----- Excerpted text -----
Consider the polynomial $f(X)=X^{4}+aX^{2}+b \in F[X]$ such that $f$ is irreducible over $F$.
Suppose $\alpha$ is a root of $f(X)$ and let $K=F(\alpha)$. Prove that there exists a subfield $L$ of $K$ such that $[L:F]=2$.
How do I prove this claim? Any help will be appreciated. Thanks.
Set $\beta = \alpha^2,$ and notice that $\beta$ solves $X^2 + aX + b.$ So $L = F(\beta)$ has degree either 1 or 2.
But if $L$ had degree 1, then $\beta \in F$. We can use this to factor $X^4 + aX^2 + b$ as follows, contradicting its irreducibility. Let $\beta' = -a - \beta.$
Since $\beta^2 + a\beta + b = 0,$ plugging in $a = -\beta'-\beta$ we get $\beta^2 -\beta\beta' -\beta^2 + b = 0,$ so that $\beta\beta' = b.$
So now factor your polynomial as
$$(X^2 - \beta)(X^2 - \beta') = X^4 + aX^2 + \beta\beta' = X^4 + aX^2 + b,$$ contradicting its irreducibility. Therefore $\beta\not\in F,$ and so $[L : F] = 2.$
----- Material shown -----
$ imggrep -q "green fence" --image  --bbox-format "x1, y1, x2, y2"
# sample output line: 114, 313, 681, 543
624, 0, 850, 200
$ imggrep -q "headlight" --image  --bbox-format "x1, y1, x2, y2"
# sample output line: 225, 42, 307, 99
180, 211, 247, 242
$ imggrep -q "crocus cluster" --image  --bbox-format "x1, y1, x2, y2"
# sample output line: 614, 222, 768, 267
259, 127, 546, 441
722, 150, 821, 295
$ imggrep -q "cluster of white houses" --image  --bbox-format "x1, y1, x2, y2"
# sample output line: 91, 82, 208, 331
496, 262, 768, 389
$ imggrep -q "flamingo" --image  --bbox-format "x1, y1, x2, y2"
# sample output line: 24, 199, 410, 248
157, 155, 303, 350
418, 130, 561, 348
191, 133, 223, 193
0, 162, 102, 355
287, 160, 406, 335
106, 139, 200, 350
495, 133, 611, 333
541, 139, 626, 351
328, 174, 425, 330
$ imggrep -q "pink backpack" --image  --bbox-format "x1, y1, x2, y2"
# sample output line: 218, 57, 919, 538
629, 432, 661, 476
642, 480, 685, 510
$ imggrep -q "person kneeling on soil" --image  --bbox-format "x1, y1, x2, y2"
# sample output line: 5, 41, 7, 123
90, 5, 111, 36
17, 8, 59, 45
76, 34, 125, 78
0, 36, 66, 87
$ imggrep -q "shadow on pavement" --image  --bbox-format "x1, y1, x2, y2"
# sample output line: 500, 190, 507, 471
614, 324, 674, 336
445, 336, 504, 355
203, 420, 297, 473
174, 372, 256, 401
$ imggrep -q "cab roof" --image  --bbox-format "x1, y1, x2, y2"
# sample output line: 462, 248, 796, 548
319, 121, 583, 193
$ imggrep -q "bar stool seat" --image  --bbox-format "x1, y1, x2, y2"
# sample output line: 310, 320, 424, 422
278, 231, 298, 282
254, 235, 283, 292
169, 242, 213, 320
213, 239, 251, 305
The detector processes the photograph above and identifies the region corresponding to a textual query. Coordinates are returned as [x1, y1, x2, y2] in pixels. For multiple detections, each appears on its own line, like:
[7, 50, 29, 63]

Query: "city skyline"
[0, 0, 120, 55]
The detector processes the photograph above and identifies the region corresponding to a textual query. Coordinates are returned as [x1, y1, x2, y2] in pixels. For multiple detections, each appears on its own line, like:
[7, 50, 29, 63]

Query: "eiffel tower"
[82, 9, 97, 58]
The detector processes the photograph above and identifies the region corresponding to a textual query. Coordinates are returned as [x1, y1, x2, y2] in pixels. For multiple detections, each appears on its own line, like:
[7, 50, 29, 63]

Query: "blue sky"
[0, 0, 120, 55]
-----
■ **Tasks for this exercise**
a – Please rewrite everything from "Consider the polynomial" down to "such that $[L:F]=2$." in the field-degree thread, swapping "subfield" for "intermediate field".
b – Answer these three questions about the field-degree thread, one per line:
(i) What is $\beta$ set equal to?
(ii) What is the product $\beta\beta'$ shown to equal?
(iii) Before the contradiction is reached, which two degrees does the thread allow for $L = F(\beta)$?

■ **Task answers**
a –
Consider the polynomial $f(X)=X^{4}+aX^{2}+b \in F[X]$ such that $f$ is irreducible over $F$.
Suppose $\alpha$ is a root of $f(X)$ and let $K=F(\alpha)$. Prove that there exists a intermediate field $L$ of $K$ such that $[L:F]=2$.

b –
(i) $\alpha^2$
(ii) $b$
(iii) 1 or 2